In the listing below, find every line containing "rear" and copy it out.
[SUPPLIED RECORDS — start]
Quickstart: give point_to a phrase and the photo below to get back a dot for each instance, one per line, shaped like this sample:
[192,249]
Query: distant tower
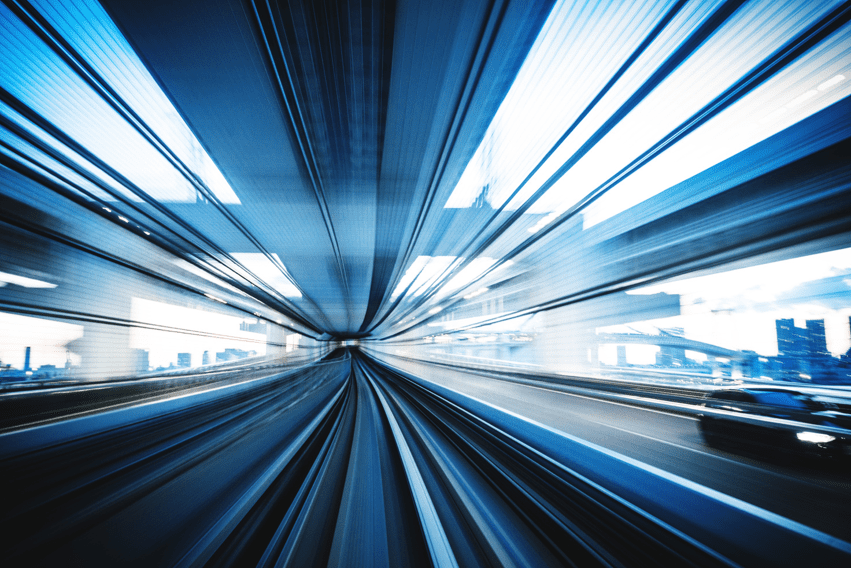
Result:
[184,359]
[786,337]
[816,338]
[622,356]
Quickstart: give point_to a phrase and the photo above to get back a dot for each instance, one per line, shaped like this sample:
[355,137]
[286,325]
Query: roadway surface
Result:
[816,493]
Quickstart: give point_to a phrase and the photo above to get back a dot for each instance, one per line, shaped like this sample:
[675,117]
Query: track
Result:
[352,463]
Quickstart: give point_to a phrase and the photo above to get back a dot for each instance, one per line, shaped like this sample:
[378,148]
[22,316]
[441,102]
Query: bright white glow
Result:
[422,273]
[6,278]
[814,437]
[831,82]
[47,339]
[695,356]
[772,116]
[738,309]
[39,78]
[478,292]
[163,346]
[468,274]
[267,271]
[546,97]
[801,99]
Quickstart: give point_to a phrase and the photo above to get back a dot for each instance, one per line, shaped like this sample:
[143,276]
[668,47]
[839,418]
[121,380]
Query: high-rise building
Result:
[817,342]
[791,341]
[184,359]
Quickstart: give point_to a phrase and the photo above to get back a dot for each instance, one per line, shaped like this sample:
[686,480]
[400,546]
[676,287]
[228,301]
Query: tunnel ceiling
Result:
[336,125]
[353,169]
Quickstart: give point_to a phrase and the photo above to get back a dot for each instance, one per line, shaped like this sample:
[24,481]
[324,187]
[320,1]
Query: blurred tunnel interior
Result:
[425,282]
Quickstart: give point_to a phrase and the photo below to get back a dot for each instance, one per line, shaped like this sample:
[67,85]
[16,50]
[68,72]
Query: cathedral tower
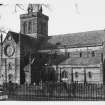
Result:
[34,23]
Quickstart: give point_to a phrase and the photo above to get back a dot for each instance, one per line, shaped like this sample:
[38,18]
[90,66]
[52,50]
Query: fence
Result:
[58,90]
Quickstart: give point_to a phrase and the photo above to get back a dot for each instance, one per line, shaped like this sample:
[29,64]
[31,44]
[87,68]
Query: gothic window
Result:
[76,74]
[30,27]
[80,54]
[93,53]
[24,27]
[90,74]
[9,66]
[64,74]
[10,77]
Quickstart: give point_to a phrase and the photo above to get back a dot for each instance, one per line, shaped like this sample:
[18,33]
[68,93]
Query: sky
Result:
[65,16]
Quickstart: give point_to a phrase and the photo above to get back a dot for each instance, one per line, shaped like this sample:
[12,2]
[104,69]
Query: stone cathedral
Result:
[27,57]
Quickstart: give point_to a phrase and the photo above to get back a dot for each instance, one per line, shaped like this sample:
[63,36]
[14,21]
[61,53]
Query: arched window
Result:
[9,66]
[24,27]
[64,74]
[80,54]
[76,74]
[90,74]
[10,77]
[93,53]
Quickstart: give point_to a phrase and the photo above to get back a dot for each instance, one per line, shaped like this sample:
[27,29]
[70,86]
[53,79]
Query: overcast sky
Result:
[65,16]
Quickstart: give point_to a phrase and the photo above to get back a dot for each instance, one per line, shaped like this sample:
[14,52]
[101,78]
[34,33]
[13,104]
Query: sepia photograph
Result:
[52,50]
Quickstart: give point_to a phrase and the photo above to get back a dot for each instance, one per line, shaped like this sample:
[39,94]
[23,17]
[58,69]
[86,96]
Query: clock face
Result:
[9,50]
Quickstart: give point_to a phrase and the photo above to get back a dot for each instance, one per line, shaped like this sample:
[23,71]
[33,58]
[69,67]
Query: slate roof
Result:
[90,38]
[81,61]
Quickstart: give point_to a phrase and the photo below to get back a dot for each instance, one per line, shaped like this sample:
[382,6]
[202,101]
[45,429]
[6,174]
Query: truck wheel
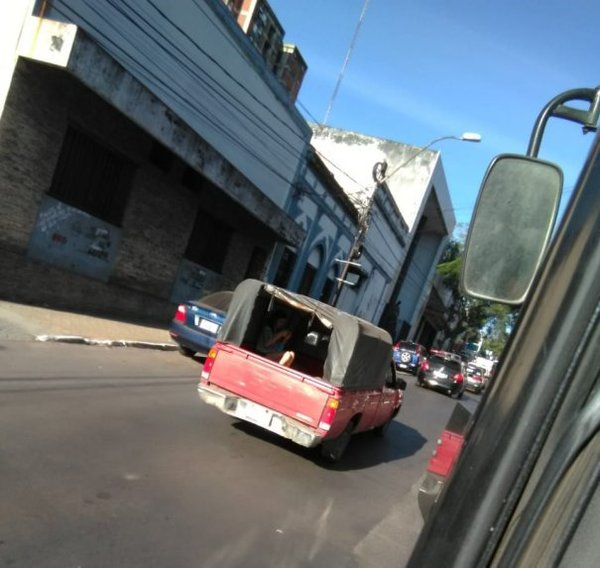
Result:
[333,450]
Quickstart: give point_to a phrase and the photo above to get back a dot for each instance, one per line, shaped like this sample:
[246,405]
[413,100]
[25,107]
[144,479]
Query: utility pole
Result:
[379,170]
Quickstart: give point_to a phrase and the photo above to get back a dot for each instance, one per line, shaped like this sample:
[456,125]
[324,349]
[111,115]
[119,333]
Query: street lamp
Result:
[380,176]
[464,137]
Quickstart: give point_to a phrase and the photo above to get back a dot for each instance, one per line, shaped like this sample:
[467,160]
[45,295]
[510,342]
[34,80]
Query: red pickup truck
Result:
[342,380]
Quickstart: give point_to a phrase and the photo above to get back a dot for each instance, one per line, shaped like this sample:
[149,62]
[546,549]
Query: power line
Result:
[346,60]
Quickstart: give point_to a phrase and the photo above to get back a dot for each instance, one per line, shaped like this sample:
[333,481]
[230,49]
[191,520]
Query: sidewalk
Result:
[23,322]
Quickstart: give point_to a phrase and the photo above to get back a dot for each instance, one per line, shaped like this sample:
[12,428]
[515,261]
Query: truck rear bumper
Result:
[262,416]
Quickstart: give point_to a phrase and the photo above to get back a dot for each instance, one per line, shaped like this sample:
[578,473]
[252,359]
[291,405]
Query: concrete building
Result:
[418,186]
[147,154]
[329,219]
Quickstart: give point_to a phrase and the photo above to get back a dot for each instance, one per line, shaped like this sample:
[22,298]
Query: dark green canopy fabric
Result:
[359,353]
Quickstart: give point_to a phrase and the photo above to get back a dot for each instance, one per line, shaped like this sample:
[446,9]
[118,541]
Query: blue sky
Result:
[431,68]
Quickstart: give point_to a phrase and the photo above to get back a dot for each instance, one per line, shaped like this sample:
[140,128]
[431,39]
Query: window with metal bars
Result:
[92,178]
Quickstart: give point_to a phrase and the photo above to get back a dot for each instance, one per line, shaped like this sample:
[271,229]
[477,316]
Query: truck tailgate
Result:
[274,386]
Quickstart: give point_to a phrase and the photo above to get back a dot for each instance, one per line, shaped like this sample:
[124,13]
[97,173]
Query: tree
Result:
[469,319]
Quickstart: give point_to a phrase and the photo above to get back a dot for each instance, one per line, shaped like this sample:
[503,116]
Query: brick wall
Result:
[42,103]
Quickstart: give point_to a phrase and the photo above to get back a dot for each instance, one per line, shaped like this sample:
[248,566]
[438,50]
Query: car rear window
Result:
[451,364]
[218,300]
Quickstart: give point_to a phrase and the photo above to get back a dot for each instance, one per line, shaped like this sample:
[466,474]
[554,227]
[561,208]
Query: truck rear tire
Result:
[333,450]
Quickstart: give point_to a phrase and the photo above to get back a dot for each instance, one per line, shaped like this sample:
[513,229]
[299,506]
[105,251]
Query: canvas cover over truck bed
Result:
[358,352]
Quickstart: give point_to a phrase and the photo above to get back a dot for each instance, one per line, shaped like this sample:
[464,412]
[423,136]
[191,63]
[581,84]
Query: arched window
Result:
[313,263]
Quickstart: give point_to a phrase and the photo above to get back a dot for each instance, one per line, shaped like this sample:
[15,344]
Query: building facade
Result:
[147,154]
[417,186]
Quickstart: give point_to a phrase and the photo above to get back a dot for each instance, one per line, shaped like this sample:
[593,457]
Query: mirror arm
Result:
[556,107]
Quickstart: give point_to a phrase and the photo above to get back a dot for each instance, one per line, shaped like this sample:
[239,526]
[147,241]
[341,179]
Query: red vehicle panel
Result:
[349,396]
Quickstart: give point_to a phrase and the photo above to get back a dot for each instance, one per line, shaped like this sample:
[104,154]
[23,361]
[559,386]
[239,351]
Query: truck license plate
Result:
[254,413]
[210,326]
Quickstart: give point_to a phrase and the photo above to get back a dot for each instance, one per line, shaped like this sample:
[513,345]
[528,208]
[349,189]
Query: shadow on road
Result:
[365,449]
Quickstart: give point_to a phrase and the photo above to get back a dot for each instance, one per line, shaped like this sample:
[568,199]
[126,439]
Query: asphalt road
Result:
[108,458]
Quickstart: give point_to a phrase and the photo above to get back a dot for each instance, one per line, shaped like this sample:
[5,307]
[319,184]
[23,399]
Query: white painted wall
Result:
[194,58]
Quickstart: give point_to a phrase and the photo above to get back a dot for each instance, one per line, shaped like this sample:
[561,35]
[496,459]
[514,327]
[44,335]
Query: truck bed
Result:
[252,388]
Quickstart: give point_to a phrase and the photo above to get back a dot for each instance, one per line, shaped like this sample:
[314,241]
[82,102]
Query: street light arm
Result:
[466,137]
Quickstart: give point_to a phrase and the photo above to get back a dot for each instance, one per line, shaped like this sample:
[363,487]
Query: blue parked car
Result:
[196,323]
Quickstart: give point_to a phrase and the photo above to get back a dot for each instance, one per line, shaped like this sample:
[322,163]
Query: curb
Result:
[78,339]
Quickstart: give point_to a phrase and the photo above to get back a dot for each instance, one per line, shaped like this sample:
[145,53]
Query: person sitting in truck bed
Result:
[273,339]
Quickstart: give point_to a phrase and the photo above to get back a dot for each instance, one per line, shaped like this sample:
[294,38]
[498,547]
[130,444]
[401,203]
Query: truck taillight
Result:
[180,313]
[208,364]
[329,413]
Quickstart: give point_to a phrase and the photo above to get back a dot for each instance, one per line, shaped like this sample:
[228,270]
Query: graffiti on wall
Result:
[72,239]
[194,281]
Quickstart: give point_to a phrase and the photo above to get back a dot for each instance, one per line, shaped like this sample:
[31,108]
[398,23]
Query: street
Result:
[108,458]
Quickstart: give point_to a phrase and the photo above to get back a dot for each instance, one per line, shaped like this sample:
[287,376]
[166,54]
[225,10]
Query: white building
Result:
[419,189]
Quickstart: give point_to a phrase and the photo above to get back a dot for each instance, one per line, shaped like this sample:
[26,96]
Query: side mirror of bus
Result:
[511,227]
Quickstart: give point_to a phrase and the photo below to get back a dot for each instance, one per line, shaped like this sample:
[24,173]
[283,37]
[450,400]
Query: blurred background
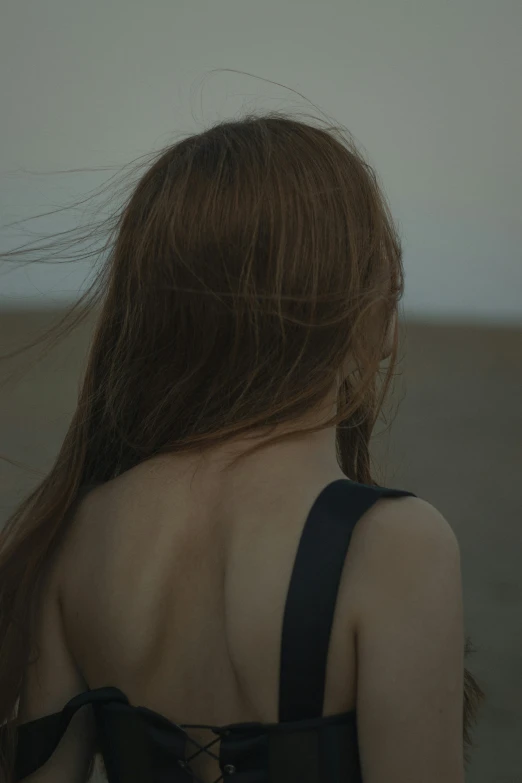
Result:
[432,93]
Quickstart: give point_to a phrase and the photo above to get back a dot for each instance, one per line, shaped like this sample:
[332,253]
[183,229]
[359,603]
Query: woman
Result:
[209,582]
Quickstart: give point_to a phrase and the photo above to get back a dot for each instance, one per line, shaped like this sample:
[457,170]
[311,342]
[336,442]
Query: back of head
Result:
[250,261]
[253,269]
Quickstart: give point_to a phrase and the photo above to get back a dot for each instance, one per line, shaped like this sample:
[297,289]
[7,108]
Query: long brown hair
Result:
[249,261]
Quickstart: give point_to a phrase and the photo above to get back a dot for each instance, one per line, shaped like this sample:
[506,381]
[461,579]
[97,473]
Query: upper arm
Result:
[410,646]
[50,681]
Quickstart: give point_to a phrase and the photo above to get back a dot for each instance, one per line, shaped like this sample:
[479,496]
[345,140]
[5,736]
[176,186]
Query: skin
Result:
[184,573]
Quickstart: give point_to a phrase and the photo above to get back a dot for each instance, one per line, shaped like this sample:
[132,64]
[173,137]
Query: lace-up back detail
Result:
[139,745]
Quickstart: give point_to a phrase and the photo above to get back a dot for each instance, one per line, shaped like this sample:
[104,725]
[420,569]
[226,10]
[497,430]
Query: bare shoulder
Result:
[402,545]
[406,524]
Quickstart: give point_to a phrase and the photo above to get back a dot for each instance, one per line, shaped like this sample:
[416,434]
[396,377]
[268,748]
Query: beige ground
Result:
[456,441]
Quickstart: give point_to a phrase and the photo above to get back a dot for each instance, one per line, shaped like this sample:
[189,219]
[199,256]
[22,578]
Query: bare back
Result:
[173,588]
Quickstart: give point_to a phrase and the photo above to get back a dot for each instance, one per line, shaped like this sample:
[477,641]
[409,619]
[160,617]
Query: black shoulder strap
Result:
[312,594]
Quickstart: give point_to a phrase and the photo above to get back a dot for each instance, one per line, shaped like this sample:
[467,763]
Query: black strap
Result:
[312,594]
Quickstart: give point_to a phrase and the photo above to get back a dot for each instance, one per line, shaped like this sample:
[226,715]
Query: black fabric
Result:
[139,745]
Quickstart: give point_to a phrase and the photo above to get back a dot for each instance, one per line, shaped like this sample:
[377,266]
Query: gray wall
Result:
[433,90]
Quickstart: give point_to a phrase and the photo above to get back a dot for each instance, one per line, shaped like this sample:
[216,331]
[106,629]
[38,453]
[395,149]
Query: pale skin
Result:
[163,548]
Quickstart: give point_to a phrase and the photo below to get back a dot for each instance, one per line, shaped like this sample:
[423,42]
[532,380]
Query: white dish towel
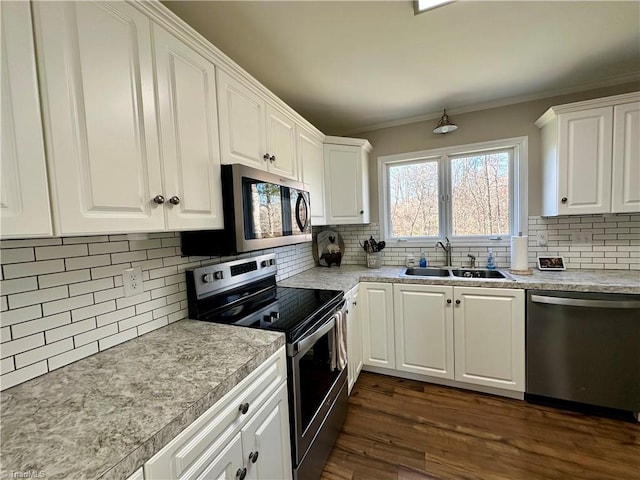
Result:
[339,357]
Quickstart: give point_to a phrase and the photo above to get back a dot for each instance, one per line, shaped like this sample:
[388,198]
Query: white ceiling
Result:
[350,66]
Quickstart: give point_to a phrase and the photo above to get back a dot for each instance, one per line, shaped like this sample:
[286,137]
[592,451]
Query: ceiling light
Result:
[420,6]
[445,125]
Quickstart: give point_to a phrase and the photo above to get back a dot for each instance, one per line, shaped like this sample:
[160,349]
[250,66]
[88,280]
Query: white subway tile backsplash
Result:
[152,325]
[6,365]
[42,353]
[10,379]
[67,304]
[25,299]
[72,355]
[70,330]
[11,317]
[66,293]
[7,287]
[87,262]
[62,251]
[17,255]
[92,286]
[55,279]
[108,247]
[95,334]
[32,268]
[117,339]
[40,325]
[21,345]
[116,316]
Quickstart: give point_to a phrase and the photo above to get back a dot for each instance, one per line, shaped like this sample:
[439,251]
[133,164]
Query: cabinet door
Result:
[423,316]
[281,144]
[626,158]
[226,465]
[489,337]
[189,133]
[354,337]
[343,181]
[584,175]
[376,300]
[312,164]
[266,441]
[96,68]
[241,122]
[24,198]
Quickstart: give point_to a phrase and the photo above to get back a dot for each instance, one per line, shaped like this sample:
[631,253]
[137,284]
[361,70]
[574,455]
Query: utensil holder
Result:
[374,260]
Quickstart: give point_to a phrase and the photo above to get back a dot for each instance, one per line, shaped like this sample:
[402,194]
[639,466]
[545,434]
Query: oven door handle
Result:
[307,342]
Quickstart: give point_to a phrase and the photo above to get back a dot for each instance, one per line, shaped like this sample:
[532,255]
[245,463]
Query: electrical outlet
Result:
[581,238]
[542,238]
[132,281]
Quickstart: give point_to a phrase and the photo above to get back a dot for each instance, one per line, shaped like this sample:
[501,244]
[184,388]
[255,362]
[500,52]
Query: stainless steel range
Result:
[244,293]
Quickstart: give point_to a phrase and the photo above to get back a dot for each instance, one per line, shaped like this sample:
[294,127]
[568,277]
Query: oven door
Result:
[315,384]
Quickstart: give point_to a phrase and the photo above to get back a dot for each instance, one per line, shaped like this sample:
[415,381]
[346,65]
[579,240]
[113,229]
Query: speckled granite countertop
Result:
[347,276]
[104,416]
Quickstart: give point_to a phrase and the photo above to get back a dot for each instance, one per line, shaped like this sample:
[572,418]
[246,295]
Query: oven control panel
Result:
[224,276]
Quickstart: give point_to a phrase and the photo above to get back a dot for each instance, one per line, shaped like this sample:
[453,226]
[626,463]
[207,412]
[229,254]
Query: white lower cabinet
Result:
[473,335]
[423,317]
[376,300]
[354,337]
[245,434]
[489,337]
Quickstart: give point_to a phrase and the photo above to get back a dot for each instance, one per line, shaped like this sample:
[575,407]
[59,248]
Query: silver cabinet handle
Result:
[583,302]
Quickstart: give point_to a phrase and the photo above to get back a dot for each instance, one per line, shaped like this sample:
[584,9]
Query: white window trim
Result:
[518,184]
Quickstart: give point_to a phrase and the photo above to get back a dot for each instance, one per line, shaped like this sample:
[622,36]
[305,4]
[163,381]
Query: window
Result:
[474,194]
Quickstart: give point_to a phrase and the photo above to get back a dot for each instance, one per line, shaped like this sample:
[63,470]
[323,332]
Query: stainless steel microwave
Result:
[261,210]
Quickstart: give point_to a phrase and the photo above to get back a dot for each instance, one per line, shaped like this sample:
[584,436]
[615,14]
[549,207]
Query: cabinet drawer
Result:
[204,439]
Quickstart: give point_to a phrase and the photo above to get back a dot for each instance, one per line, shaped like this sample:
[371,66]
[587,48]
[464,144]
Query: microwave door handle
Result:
[302,200]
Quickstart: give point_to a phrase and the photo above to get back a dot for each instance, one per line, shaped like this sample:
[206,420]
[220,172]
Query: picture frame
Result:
[551,263]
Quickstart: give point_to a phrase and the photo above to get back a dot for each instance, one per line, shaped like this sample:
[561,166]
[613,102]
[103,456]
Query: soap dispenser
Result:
[491,262]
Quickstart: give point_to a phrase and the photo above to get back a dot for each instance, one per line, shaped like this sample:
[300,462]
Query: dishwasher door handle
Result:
[579,302]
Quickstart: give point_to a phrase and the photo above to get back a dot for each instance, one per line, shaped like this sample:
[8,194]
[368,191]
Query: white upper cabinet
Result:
[189,134]
[626,158]
[346,163]
[281,144]
[96,71]
[253,132]
[591,160]
[24,195]
[312,165]
[242,123]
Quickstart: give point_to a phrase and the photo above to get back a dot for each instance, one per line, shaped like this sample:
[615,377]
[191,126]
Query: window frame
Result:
[518,188]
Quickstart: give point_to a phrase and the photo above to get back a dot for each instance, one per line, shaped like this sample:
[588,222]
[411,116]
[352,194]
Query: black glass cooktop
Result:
[282,309]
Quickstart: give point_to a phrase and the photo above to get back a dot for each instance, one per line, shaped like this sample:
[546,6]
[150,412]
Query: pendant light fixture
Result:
[445,125]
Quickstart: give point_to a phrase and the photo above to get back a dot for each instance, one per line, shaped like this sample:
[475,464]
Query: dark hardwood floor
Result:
[406,430]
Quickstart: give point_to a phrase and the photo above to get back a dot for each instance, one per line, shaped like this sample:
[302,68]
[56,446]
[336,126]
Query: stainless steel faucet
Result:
[447,250]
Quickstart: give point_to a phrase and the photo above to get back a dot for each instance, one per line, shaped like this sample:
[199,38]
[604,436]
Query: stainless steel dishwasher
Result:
[584,347]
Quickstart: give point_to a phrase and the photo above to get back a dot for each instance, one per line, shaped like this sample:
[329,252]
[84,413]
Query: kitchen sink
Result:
[476,273]
[425,272]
[SUPPLIED RECORDS — finish]
EXERCISE OUTPUT:
Query: truck rear bumper
Query: car rear window
Query: truck rear tire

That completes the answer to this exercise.